— BEGIN —

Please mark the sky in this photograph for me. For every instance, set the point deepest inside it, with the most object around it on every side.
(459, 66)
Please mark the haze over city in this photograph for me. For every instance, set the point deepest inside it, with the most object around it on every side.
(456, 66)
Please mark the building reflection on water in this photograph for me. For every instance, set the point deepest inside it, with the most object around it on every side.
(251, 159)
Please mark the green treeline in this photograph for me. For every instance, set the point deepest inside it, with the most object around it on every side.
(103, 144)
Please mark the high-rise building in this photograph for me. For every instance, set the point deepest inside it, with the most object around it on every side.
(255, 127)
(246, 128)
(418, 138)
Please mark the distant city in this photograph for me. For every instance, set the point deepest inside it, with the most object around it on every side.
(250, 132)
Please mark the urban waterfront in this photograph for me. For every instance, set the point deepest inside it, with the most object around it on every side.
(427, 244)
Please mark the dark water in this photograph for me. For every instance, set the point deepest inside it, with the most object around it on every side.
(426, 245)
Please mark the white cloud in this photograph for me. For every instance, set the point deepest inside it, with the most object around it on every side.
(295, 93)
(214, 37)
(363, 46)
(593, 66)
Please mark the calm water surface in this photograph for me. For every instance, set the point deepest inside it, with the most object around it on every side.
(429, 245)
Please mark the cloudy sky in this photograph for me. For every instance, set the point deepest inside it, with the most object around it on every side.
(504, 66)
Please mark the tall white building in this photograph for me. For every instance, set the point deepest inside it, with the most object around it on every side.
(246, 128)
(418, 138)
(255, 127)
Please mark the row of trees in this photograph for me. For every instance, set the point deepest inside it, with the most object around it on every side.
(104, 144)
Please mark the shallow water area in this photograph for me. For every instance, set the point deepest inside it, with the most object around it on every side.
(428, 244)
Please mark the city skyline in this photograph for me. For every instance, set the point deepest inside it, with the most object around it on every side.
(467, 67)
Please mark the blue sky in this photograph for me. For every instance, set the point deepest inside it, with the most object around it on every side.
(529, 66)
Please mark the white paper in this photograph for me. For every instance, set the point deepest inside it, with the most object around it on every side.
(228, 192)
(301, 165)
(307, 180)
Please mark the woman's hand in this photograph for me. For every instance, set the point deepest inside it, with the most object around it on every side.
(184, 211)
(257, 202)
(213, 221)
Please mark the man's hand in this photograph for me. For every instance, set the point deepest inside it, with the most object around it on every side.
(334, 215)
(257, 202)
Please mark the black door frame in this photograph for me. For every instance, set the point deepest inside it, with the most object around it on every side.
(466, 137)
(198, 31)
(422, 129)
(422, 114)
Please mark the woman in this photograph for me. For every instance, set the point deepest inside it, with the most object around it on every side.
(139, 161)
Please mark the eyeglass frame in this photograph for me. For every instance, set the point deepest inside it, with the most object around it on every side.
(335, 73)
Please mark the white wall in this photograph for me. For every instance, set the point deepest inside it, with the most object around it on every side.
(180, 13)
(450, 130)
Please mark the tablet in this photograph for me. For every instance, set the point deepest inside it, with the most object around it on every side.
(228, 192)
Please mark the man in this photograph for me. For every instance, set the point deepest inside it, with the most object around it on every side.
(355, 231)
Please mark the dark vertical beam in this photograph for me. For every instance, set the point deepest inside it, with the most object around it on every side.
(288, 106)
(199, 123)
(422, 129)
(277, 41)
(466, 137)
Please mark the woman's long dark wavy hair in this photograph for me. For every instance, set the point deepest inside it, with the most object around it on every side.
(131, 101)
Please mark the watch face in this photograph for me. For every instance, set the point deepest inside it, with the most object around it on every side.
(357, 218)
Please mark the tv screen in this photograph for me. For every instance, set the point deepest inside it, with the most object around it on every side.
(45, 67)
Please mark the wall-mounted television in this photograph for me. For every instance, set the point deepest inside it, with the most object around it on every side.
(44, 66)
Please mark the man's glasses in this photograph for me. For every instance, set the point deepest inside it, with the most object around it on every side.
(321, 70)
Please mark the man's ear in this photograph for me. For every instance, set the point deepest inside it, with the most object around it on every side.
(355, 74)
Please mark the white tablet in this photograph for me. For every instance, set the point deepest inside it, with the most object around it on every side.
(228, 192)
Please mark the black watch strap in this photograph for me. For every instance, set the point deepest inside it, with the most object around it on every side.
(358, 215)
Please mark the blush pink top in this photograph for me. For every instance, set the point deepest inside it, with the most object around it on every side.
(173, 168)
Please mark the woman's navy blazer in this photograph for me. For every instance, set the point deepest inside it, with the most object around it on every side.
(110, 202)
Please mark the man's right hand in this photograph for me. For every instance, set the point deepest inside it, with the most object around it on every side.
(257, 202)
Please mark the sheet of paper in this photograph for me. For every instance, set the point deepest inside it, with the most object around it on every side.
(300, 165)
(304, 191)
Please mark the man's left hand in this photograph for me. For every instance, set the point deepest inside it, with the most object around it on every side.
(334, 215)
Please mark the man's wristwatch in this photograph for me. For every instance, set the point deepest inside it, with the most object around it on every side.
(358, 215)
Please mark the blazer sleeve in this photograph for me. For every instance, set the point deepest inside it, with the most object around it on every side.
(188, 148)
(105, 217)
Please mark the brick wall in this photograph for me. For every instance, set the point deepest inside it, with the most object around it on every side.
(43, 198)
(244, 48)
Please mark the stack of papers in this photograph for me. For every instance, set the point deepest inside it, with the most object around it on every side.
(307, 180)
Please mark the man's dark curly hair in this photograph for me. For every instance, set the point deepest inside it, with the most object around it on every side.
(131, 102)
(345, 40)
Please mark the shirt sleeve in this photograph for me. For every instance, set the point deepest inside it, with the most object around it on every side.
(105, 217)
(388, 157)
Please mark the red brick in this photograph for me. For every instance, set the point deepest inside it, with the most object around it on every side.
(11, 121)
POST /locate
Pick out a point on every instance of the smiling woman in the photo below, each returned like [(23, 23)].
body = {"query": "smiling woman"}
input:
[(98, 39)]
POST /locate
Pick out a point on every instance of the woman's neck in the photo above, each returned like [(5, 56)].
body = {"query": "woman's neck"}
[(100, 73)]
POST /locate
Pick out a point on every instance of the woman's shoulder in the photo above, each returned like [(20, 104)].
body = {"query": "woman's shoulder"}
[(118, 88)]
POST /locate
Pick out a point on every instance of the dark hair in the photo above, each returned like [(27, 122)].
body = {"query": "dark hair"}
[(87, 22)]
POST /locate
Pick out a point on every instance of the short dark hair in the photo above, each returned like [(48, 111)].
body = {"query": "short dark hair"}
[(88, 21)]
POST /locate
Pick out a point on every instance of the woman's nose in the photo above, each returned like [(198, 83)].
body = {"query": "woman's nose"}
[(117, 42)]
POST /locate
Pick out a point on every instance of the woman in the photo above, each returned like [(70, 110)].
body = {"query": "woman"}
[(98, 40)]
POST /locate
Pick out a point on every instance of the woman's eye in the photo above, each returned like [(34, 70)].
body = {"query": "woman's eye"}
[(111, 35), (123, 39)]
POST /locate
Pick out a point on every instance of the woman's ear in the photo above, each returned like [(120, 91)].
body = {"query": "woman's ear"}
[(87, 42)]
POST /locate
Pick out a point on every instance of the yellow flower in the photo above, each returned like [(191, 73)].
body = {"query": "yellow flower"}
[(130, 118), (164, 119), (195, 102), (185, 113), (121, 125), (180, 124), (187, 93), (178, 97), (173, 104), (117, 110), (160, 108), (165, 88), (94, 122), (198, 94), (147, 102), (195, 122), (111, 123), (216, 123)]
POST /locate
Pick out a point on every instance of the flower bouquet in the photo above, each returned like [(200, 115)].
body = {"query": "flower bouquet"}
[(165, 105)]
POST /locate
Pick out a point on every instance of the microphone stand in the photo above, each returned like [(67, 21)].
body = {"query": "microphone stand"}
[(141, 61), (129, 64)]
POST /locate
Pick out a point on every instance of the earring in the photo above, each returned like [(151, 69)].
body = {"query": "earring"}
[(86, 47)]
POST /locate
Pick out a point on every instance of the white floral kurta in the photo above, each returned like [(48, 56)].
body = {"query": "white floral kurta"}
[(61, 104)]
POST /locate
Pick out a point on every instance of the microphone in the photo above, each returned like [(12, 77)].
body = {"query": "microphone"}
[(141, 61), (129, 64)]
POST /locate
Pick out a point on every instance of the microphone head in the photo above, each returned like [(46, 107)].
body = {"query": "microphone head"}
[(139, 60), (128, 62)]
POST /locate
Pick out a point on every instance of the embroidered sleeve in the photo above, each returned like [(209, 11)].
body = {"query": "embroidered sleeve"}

— END —

● SHORT PROBLEM
Locate each line in the data above that contains the word "embroidered", and copy those lines.

● PROBLEM SOLUTION
Pick out a point on every instance of the embroidered sleeve in the photo above, each returned like [(209, 11)].
body = {"query": "embroidered sleeve"}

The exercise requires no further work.